Rewrite the records below from the line containing "If you could tag the fingers" through the end of the records, changing "smartphone" to "phone" and leaving everything else as it is. Give only that stretch.

— Start INPUT RECORDS —

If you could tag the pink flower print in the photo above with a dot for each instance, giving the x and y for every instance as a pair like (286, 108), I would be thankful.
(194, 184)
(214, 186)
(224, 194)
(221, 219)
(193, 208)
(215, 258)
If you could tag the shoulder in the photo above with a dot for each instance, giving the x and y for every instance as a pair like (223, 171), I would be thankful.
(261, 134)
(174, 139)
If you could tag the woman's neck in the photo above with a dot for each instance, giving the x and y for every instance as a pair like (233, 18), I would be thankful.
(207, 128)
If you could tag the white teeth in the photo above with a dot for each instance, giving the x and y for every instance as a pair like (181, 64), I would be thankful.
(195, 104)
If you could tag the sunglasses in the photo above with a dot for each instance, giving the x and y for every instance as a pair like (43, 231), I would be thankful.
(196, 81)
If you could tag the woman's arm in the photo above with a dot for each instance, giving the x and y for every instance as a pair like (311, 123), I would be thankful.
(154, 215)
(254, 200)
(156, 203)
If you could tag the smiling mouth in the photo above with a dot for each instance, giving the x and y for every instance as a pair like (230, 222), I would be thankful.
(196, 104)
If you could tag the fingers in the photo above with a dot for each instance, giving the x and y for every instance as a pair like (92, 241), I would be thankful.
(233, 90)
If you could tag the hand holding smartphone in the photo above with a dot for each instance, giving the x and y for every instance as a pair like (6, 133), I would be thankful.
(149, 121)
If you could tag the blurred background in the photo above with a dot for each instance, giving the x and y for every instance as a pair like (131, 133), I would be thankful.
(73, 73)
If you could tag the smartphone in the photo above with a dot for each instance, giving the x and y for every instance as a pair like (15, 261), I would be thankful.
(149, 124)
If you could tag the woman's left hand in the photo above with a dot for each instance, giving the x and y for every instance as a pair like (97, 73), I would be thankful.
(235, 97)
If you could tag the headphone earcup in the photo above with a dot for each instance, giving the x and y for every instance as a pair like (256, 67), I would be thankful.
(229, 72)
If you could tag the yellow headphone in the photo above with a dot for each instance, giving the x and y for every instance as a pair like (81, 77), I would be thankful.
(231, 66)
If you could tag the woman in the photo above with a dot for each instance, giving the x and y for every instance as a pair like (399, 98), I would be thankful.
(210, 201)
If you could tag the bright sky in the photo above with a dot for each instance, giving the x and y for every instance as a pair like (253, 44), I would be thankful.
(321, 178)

— End INPUT RECORDS —

RESULT OF THIS TASK.
If you could tag the fingers in the photo above with a dot for each instance, giving the x and y for every instance as a pair like (92, 241), I would be thankful.
(233, 90)
If you could tag the hand holding phone in the photo above with a dot for each instance, giving the x and y for every instance as a pair like (6, 133), I would be thankful.
(149, 121)
If you could tag the blurred background in the photo above with a dot for each instance, giving the x and y for every instance as a pair like (131, 133), I would be thankful.
(73, 73)
If you could tag the phone in the photo above with a dot for each instance, giving the x and y for every instance as a pair like (15, 261), I would be thankful.
(149, 124)
If you could tag the woman's left hand in the photo above with a dot for each instance, giving the x and y for every instance as a pair like (97, 73), I would be thankful.
(235, 97)
If you could tag the headphone earcup in the photo above with a dot for each instance, giving the x and y for every instance as a pair like (256, 67), I would be thankful.
(229, 72)
If you could tag the yellow headphone in the photo above with a dot for each instance, giving the x and y for every instance as a pair like (81, 77), I would be thankful.
(231, 66)
If you could tag the woman in the photo above with a dot for each instance, giving the x and y for every instance as a pair like (399, 98), I would be thankful.
(210, 201)
If you could tag the bright sky in the photo above with a dot for each instance, giving the x and y for every instance as a pair like (253, 44), I would be thankful.
(321, 178)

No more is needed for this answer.